ABOUT THIS TASK:
Extract the lines between the one containing "For every <instance>, output" and the one containing "positive clicks: (262, 194)", inclusive, and reproduce them unchanged.

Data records
========================
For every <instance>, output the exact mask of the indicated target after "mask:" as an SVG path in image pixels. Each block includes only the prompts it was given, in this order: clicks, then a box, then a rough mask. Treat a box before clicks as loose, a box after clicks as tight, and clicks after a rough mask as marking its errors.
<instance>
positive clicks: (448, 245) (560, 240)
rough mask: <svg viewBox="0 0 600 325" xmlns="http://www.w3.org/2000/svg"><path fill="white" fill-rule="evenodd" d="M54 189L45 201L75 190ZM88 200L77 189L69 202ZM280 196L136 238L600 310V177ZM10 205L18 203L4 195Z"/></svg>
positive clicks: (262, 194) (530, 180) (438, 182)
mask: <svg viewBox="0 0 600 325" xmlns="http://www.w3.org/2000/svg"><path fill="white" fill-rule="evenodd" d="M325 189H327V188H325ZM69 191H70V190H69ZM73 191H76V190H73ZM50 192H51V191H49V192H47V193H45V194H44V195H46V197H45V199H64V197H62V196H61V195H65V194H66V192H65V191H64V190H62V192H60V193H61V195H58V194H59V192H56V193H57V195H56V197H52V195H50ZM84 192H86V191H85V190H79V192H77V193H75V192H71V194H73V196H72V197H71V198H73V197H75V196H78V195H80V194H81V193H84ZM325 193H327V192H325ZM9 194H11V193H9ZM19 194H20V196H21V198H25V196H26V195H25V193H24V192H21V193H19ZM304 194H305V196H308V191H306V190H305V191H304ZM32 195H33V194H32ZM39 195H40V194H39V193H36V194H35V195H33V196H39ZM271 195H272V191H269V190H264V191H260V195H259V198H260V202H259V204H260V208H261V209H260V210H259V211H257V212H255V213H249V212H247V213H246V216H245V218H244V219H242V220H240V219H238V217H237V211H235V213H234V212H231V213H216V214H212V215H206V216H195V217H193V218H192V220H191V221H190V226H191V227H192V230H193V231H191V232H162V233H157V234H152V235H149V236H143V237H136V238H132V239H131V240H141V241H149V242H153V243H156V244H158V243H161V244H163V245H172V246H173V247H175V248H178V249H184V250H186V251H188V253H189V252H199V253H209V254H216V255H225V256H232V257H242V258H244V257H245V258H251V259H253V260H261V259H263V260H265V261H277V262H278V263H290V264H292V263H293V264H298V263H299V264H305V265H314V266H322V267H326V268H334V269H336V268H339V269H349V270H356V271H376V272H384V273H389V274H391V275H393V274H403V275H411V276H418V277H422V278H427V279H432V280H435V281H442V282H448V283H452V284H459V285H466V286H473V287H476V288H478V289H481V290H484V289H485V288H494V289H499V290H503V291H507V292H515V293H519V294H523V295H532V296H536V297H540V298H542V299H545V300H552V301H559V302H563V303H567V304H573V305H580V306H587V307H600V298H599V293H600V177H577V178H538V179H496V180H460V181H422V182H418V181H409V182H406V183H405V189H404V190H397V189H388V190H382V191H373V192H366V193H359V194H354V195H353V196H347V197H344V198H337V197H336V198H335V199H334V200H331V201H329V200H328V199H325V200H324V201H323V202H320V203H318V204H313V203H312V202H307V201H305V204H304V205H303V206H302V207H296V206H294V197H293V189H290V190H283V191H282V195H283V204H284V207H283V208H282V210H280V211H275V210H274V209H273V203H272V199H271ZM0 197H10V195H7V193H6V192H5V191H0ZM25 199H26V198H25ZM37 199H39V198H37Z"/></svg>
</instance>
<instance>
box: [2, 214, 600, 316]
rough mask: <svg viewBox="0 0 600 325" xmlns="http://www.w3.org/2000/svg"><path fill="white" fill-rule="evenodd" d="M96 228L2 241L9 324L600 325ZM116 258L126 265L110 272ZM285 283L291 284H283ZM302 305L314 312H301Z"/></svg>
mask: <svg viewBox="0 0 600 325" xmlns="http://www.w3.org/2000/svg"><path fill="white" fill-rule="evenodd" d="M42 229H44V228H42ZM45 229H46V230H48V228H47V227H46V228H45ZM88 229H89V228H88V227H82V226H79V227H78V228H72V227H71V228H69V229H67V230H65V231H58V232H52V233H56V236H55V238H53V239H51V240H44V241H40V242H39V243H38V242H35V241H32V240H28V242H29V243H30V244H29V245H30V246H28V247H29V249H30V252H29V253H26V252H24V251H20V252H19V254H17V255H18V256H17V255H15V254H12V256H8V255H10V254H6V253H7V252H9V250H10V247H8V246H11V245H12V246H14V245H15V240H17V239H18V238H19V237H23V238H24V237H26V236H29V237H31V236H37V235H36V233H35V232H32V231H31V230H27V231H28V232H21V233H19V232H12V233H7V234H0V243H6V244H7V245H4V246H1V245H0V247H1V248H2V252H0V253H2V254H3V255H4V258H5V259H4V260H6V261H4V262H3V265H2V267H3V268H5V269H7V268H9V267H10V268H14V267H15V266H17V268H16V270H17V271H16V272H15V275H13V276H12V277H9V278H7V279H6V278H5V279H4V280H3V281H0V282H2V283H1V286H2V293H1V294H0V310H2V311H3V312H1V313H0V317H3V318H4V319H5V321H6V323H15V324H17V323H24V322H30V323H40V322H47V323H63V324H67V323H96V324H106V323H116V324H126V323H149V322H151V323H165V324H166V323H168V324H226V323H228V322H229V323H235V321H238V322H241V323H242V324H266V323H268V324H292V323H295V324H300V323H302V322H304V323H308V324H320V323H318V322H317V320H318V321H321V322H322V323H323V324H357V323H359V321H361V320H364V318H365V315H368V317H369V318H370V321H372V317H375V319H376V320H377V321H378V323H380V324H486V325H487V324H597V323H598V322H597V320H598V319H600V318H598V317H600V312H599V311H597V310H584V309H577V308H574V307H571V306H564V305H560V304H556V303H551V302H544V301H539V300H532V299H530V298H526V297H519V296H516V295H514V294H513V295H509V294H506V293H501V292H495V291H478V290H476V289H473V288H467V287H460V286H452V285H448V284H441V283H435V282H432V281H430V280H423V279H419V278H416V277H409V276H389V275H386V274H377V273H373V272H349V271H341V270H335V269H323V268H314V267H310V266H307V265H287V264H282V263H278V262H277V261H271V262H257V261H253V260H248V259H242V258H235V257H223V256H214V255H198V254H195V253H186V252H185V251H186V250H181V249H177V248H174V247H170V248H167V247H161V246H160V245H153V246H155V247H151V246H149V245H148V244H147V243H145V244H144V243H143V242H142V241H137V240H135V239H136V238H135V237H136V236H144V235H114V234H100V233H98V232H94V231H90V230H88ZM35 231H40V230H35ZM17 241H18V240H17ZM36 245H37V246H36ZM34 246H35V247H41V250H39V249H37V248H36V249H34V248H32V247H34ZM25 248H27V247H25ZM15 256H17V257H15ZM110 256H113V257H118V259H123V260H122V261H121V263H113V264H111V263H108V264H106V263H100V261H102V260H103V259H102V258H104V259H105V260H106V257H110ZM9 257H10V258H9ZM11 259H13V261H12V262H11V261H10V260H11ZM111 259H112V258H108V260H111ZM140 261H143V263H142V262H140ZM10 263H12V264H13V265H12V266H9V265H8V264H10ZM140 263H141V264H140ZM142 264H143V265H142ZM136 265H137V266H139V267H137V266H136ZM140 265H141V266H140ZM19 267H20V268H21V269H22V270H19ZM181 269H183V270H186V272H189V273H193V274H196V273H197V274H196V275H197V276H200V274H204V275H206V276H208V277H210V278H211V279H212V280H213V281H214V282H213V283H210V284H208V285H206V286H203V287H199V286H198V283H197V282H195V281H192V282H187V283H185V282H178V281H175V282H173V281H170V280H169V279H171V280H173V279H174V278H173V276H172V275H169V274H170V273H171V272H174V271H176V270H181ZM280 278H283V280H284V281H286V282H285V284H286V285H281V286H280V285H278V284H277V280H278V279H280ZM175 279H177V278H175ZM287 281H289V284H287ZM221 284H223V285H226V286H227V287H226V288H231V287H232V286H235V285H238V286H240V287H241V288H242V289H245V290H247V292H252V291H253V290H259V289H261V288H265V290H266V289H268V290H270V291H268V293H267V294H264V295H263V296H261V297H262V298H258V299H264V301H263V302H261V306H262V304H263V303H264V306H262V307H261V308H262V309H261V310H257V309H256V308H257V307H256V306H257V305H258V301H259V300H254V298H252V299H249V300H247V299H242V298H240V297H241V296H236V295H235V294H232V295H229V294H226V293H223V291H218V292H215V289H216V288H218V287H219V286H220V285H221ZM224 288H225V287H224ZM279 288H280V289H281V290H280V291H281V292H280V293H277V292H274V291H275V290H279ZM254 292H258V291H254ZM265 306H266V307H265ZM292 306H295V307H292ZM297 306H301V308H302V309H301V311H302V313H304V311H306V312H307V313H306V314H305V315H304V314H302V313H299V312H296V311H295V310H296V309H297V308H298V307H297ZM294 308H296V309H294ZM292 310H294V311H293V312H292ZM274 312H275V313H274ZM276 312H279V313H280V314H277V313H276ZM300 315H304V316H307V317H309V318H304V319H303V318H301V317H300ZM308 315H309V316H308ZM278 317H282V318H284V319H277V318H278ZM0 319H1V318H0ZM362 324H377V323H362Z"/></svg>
========================
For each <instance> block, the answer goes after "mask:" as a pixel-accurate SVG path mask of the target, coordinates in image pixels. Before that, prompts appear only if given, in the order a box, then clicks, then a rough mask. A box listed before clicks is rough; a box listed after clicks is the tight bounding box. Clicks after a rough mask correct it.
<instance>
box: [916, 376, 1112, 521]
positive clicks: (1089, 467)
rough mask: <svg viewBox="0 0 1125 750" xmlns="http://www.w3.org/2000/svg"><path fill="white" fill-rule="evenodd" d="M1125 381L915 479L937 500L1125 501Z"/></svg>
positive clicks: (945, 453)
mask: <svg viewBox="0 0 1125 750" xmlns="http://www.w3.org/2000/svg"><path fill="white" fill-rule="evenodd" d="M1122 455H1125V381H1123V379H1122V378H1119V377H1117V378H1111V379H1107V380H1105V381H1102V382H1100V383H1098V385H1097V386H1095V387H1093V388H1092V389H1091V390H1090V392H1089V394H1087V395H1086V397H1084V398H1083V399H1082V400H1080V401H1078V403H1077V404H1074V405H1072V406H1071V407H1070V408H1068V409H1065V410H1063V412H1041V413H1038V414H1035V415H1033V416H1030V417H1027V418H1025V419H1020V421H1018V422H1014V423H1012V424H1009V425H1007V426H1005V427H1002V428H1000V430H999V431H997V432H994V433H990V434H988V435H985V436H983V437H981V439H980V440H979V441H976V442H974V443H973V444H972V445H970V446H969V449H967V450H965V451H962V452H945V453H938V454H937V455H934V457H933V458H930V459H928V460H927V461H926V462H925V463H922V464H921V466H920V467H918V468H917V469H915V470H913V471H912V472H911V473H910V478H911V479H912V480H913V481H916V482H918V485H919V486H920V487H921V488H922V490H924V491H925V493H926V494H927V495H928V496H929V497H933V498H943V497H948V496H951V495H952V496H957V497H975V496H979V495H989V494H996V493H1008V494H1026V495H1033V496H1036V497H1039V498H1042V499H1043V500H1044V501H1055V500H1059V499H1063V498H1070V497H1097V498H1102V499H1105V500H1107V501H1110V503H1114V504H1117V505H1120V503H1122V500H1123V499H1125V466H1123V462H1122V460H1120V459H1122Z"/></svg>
========================
EXERCISE OUTPUT:
For every <instance>, output the exact mask of the indicated target after "mask:" as an SVG path in image pixels. Each block includes only the prompts it was given, in this order: clicks, then a box, then a rough mask. Treat a box before clicks as loose, a box after clicks as tight, and clicks after a rough mask as marking its errors.
<instance>
positive clicks: (448, 245) (560, 240)
rough mask: <svg viewBox="0 0 600 325" xmlns="http://www.w3.org/2000/svg"><path fill="white" fill-rule="evenodd" d="M54 189L45 201L75 190ZM88 200L77 189L69 202ZM280 196L136 238L600 310V177ZM10 205L18 203L4 195Z"/></svg>
positive clicks: (262, 194) (530, 180) (438, 182)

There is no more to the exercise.